[PROBLEM TO SOLVE]: Could you give the listing below again with every "Detect and localize" changed to "Find and mark", keeping everything else the same and leaving the pictures out?

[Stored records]
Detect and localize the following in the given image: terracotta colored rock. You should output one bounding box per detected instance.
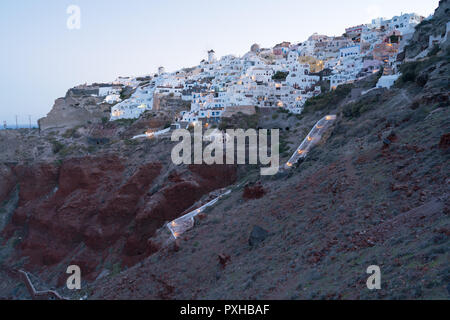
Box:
[242,183,266,199]
[439,133,450,150]
[0,164,17,204]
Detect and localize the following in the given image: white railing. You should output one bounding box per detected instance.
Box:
[284,115,336,169]
[167,190,231,239]
[132,128,170,140]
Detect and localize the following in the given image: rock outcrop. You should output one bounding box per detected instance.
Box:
[1,156,236,279]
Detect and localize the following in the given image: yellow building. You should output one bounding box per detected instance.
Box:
[298,56,324,73]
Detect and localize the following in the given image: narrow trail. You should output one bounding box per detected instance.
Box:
[166,115,336,239]
[131,128,170,140]
[1,265,67,300]
[284,115,336,169]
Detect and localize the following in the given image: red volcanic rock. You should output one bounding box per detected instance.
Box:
[100,163,162,224]
[439,133,450,150]
[4,156,236,281]
[14,163,58,205]
[242,183,266,199]
[0,164,17,204]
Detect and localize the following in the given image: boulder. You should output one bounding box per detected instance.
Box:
[248,226,269,247]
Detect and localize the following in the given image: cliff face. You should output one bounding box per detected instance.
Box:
[2,156,236,280]
[38,89,111,130]
[405,0,450,58]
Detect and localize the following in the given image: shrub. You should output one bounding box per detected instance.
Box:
[342,94,381,118]
[303,84,353,114]
[51,140,64,154]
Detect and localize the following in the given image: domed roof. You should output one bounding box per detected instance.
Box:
[250,43,261,52]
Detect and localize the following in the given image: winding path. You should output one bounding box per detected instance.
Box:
[284,115,336,169]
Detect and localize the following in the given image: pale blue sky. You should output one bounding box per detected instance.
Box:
[0,0,439,124]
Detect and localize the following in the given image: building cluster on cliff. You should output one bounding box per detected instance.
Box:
[89,13,424,126]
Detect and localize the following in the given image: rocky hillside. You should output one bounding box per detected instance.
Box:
[86,46,450,299]
[0,1,450,299]
[406,0,450,58]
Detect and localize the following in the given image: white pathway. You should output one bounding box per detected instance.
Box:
[284,115,336,169]
[167,190,231,239]
[166,115,336,239]
[132,128,170,140]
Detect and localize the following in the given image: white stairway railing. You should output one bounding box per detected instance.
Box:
[167,190,231,239]
[284,115,336,169]
[132,128,170,140]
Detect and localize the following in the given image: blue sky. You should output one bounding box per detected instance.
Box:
[0,0,439,124]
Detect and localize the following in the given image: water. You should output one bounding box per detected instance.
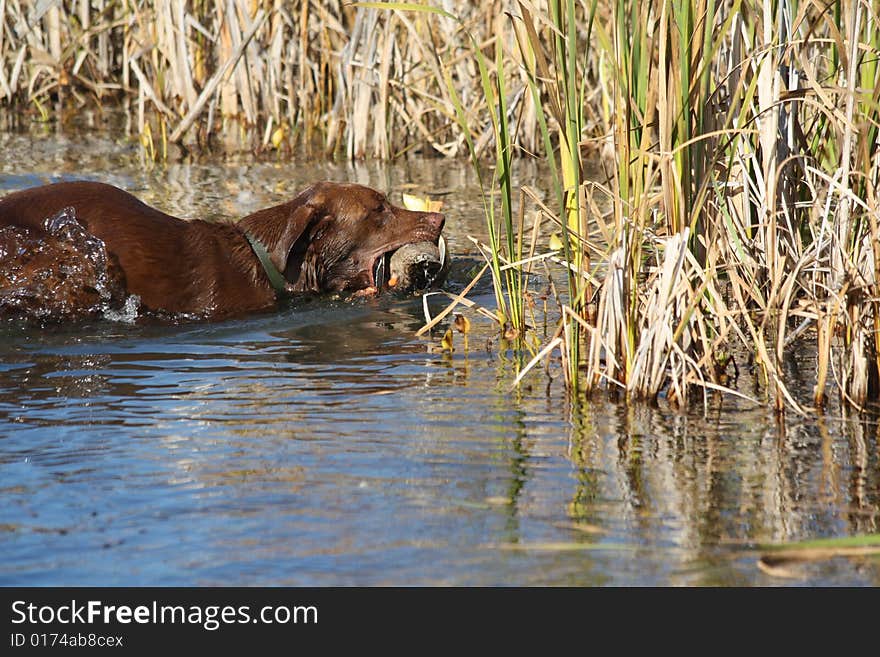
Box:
[0,123,880,586]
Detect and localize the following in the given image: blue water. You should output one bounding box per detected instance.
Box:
[0,129,880,586]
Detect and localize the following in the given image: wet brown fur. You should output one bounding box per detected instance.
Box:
[0,182,443,319]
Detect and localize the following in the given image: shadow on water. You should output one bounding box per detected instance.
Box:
[0,121,880,586]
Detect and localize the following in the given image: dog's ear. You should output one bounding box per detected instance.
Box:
[239,194,319,282]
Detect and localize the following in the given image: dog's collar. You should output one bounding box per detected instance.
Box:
[242,230,287,294]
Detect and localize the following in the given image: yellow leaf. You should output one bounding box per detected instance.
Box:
[403,193,443,212]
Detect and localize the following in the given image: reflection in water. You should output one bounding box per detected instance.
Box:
[0,128,880,586]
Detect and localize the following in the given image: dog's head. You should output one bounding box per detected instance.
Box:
[240,182,444,292]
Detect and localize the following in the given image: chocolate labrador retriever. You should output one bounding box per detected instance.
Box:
[0,182,444,319]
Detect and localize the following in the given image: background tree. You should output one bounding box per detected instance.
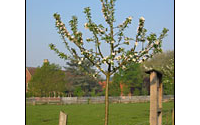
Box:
[29,62,66,97]
[49,0,168,125]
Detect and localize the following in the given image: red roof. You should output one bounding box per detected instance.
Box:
[26,67,37,75]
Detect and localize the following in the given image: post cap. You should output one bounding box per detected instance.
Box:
[145,69,162,77]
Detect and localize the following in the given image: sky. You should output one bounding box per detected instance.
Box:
[26,0,174,70]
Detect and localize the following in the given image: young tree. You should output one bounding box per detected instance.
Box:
[49,0,168,125]
[29,62,66,97]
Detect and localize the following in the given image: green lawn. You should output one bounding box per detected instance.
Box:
[26,102,174,125]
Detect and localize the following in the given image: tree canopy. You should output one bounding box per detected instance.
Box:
[29,62,66,97]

[WORKED SOLUTION]:
Find and mark the following in the given image: terracotta colored rock. You should output one bounding box per detected instance.
Box:
[242,183,266,199]
[439,133,450,150]
[0,164,17,204]
Find and mark the following in the given image: white railing. You should output one bounding box per detected instance.
Box:
[284,115,336,169]
[167,190,231,239]
[132,128,170,140]
Find and mark the following in the given image: rock outcrop. You should output one bounding box per detected instance.
Box:
[1,156,236,279]
Find and mark the following in the given image: yellow building. You should output one bounding box per detected instance.
Box:
[298,56,324,73]
Find and mark the following in the given image: narrow trail. You should output one bounding box per detected instance.
Box:
[166,115,336,239]
[131,128,170,140]
[1,265,67,300]
[284,115,336,169]
Find and mark the following in the given image: red volcanic rock. You should output one bounding box per detected instance.
Box:
[100,163,162,224]
[439,133,450,150]
[4,156,236,281]
[14,163,58,205]
[242,183,266,199]
[0,164,17,204]
Find and mark the following in the given image: boulder. You should output one bounding box per detected instance.
Box:
[248,226,269,247]
Find and mark the following in the given image: cliff face. You should output one bounding box per detected instance.
Box:
[2,156,236,280]
[38,89,111,130]
[405,0,450,58]
Find and mark the following in the given image: shrub. You should output one bounding box per detected instance.
Box:
[342,94,381,118]
[303,84,353,114]
[51,140,64,154]
Find and mark the following in the given image: domed roof. You should output one bounding box per detected instance.
Box:
[250,43,261,52]
Find and mark the following in the given image: winding path. You should output one bounding box per detected instance.
Box:
[284,115,336,169]
Find and mark the following in the given image: pale blue sky. You should output one bounding box per detected instance.
Box:
[0,0,439,124]
Find and mark the following in the given image: building cluster on cliff. You should output one bounding box per detected instance.
Box:
[89,13,424,126]
Find and mark the following in the given image: rocky hillside. You should output one bounding box per detected instance.
Box:
[86,46,450,299]
[0,1,450,299]
[406,0,450,58]
Find and mark the following in the given image: white pathway. You should output one bounding box per detected instance.
Box:
[284,115,336,169]
[167,190,231,239]
[166,115,336,239]
[132,128,170,140]
Find and mark the following in the given image: white stairway railing. You should output one bounding box per detected instance.
Box:
[167,190,231,239]
[284,115,336,169]
[132,128,170,140]
Find and mark the following in the given image: blue sky. You should output one bounding box per detected instance.
Box:
[0,0,439,124]
Find and mark the following in the given image: water. You should output one bounding box per detected instance.
Box:
[0,123,880,586]
Find and mark the following in the given image: blue water. You should output one bounding box per detected instance.
Box:
[0,129,880,586]
Find and mark the following in the given image: wet brown fur. You should output one bounding box per detected instance.
Box:
[0,182,443,319]
Find and mark the following in the given image: shadow on water. You should output one bounding box per detected instance.
Box:
[0,121,880,586]
Find and mark the following in the given image: dog's ear. You should output one bounding box per detected instance.
Box:
[239,194,319,282]
Find and mark the following in the given image: dog's collar. You should output one bounding box per detected instance.
Box:
[242,230,287,294]
Find and mark the following in the given image: yellow leaf. You should output one bounding box per detected instance.
Box:
[403,193,443,212]
Find and mark the following in the given image: reflection in water. You should output one bounding box per detected instance.
Box:
[0,128,880,586]
Find and mark the following in the given image: dog's head. You should output one bounding box per detected instance.
Box:
[240,182,444,292]
Find and mark the following in the given image: chocolate labrador retriever. You should output one bounding box per detected instance.
Box:
[0,182,444,319]
Find and mark the following in the given image: background tree. You should output one bounding box per detected instance.
Box:
[29,62,66,97]
[49,0,168,125]
Find and mark the following in the given image: red roof. You should output one bounding box per detected instance.
Box:
[26,67,37,75]
Find and mark the following in the given image: post cap. You should output one bounding box per detected instance.
Box:
[145,69,162,77]
Find and mark the following in the given image: sky. You should output one bounding box per detected instance.
Box:
[26,0,174,70]
Find and mark the following in the given image: young tree. You should output one bounding box per detected instance.
Box:
[49,0,168,125]
[29,62,66,97]
Find and mark the following in the given image: green lawn. You should output one bounding box per detected instance.
Box:
[26,102,174,125]
Find and mark the following in the given image: tree canopy. You should output one bounding box per detected instance.
Box:
[29,62,66,97]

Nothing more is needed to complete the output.